2. We found a local wood to walk to this week where the white wood anemones were growing in large swathes under the mixed woodland deciduous canopy.  I learnt this week that the little yellow plant that I bought in 2024 from Long Acre Plants at The Bishop's Palace Rare Plant Fair needs similar conditions, whereas it is growing in the sunny rose bed.  The bronze of its emerging leaves is a lovely contrast for the flowers that have already emerged.  The sad thing is that the slugs are rather partial to the blooms. 


Anemone x lipsiensis Pallida

3. As well as Anemones in that wood, there were loads of the simple lesser celandine, and that leads me nicely to show this lovely double form of Ficaria verna. Like the Anemone, this one is summer dormant.

Double form of the celandine

4. I was very fortunate to receive a fine clump of the hose in hose Primula vulgaris' Mount Juliet'. With a little careful slicing I have three plants, and have learnt both from Caroline and my old copy of Primulas Old and New by Jack Wemyss-Cooke that these need a soil made hearty by the addition of manure! If anyone would like to recommend any other publications which I could get second hand, please leave a comment below. This week I was lucky to find three sacks of horse manure. Mr S has a bad back at the moment, and I was so elated to find the manure just round the corner, that I even managed to lift the sacks and stack them in the car boot.  It is the first half a mile the car has done in over a month!

To do>
**1)** In the garden notes, where was the little yellow plant bought in 2024?
**2)** Quote the garden notes word for word, starting at "4. I was very" and ending at "over a month!".
These entries have no connection to the garden notes.

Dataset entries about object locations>
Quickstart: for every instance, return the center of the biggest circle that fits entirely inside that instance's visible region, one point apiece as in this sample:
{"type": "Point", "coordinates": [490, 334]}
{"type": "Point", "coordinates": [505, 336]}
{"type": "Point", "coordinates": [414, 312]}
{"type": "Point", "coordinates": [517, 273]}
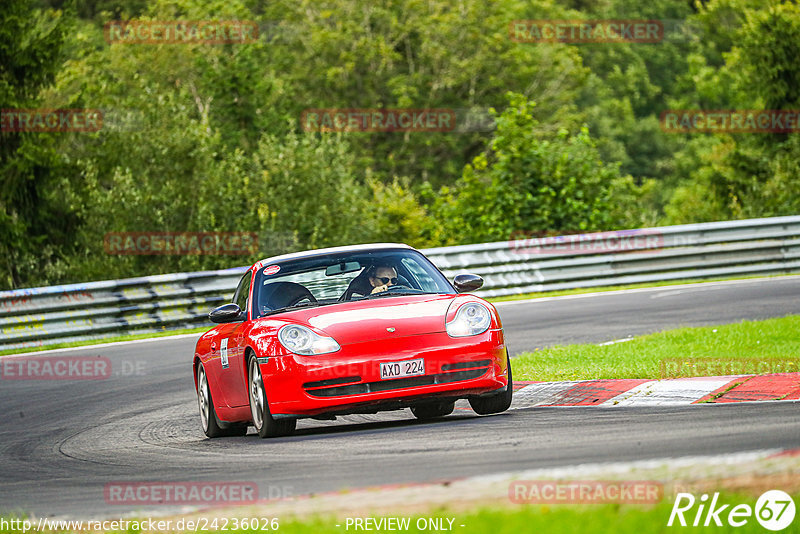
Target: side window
{"type": "Point", "coordinates": [243, 292]}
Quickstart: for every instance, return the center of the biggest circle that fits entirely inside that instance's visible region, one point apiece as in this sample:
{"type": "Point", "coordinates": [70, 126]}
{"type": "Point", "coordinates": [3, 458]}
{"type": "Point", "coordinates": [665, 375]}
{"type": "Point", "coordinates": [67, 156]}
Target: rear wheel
{"type": "Point", "coordinates": [266, 425]}
{"type": "Point", "coordinates": [495, 403]}
{"type": "Point", "coordinates": [211, 425]}
{"type": "Point", "coordinates": [433, 410]}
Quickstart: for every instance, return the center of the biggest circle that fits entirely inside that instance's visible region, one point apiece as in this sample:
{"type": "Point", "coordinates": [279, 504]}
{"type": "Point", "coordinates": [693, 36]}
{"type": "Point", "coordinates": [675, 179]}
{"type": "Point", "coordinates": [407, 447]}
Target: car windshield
{"type": "Point", "coordinates": [345, 276]}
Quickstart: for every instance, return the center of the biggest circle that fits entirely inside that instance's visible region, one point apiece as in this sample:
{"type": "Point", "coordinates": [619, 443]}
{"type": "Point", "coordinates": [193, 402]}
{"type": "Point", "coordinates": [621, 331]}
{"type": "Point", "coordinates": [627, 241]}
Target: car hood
{"type": "Point", "coordinates": [367, 320]}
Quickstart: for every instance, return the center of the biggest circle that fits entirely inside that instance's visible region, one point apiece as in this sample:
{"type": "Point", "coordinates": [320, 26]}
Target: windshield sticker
{"type": "Point", "coordinates": [223, 352]}
{"type": "Point", "coordinates": [272, 269]}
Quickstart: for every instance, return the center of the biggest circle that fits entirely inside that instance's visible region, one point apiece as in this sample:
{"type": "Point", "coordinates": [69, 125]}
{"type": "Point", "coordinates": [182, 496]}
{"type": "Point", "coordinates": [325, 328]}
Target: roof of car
{"type": "Point", "coordinates": [334, 250]}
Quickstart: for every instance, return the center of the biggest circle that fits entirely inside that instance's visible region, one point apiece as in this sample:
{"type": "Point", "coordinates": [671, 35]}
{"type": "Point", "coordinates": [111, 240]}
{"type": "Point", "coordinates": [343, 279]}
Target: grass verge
{"type": "Point", "coordinates": [741, 345]}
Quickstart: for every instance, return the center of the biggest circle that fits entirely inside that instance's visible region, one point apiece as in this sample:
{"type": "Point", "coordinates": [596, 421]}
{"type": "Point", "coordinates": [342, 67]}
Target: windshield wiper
{"type": "Point", "coordinates": [308, 304]}
{"type": "Point", "coordinates": [390, 293]}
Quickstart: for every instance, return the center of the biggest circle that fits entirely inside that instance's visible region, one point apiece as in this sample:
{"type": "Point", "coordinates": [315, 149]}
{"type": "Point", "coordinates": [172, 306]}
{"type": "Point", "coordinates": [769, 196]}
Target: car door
{"type": "Point", "coordinates": [232, 344]}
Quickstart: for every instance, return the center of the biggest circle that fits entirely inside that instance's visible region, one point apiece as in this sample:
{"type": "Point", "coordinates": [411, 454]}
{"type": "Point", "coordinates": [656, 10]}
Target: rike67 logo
{"type": "Point", "coordinates": [774, 510]}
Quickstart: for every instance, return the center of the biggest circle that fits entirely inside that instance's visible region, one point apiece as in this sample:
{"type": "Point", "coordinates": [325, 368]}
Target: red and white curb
{"type": "Point", "coordinates": [640, 392]}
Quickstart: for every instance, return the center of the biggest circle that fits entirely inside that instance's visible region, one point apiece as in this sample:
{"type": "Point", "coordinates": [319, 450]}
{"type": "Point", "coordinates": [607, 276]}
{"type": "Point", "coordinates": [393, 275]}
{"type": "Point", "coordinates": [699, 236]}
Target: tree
{"type": "Point", "coordinates": [531, 182]}
{"type": "Point", "coordinates": [34, 222]}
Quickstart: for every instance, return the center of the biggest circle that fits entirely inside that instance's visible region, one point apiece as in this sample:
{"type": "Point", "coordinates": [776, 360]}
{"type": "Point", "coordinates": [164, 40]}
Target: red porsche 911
{"type": "Point", "coordinates": [348, 330]}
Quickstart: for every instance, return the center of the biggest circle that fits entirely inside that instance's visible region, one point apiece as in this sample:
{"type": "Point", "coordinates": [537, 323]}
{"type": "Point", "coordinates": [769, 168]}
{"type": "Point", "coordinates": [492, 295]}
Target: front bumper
{"type": "Point", "coordinates": [348, 381]}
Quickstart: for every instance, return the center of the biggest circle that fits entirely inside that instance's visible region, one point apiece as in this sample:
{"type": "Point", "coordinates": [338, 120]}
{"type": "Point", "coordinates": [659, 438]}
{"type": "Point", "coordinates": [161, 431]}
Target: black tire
{"type": "Point", "coordinates": [265, 424]}
{"type": "Point", "coordinates": [209, 422]}
{"type": "Point", "coordinates": [495, 403]}
{"type": "Point", "coordinates": [433, 410]}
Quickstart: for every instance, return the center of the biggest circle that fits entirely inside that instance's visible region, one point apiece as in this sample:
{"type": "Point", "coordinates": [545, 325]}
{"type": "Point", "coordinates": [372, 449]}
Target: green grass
{"type": "Point", "coordinates": [110, 339]}
{"type": "Point", "coordinates": [562, 519]}
{"type": "Point", "coordinates": [600, 289]}
{"type": "Point", "coordinates": [774, 342]}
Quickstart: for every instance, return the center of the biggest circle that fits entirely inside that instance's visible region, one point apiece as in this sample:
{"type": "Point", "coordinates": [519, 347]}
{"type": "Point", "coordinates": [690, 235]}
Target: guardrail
{"type": "Point", "coordinates": [46, 315]}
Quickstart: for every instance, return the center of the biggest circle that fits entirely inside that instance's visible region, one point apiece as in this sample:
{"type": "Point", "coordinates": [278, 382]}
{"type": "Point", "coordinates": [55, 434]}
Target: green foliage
{"type": "Point", "coordinates": [34, 222]}
{"type": "Point", "coordinates": [746, 175]}
{"type": "Point", "coordinates": [532, 181]}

Responses by task>
**1)** From Long Acre Plants at The Bishop's Palace Rare Plant Fair.

**2)**
4. I was very fortunate to receive a fine clump of the hose in hose Primula vulgaris' Mount Juliet'. With a little careful slicing I have three plants, and have learnt both from Caroline and my old copy of Primulas Old and New by Jack Wemyss-Cooke that these need a soil made hearty by the addition of manure! If anyone would like to recommend any other publications which I could get second hand, please leave a comment below. This week I was lucky to find three sacks of horse manure. Mr S has a bad back at the moment, and I was so elated to find the manure just round the corner, that I even managed to lift the sacks and stack them in the car boot.  It is the first half a mile the car has done in over a month!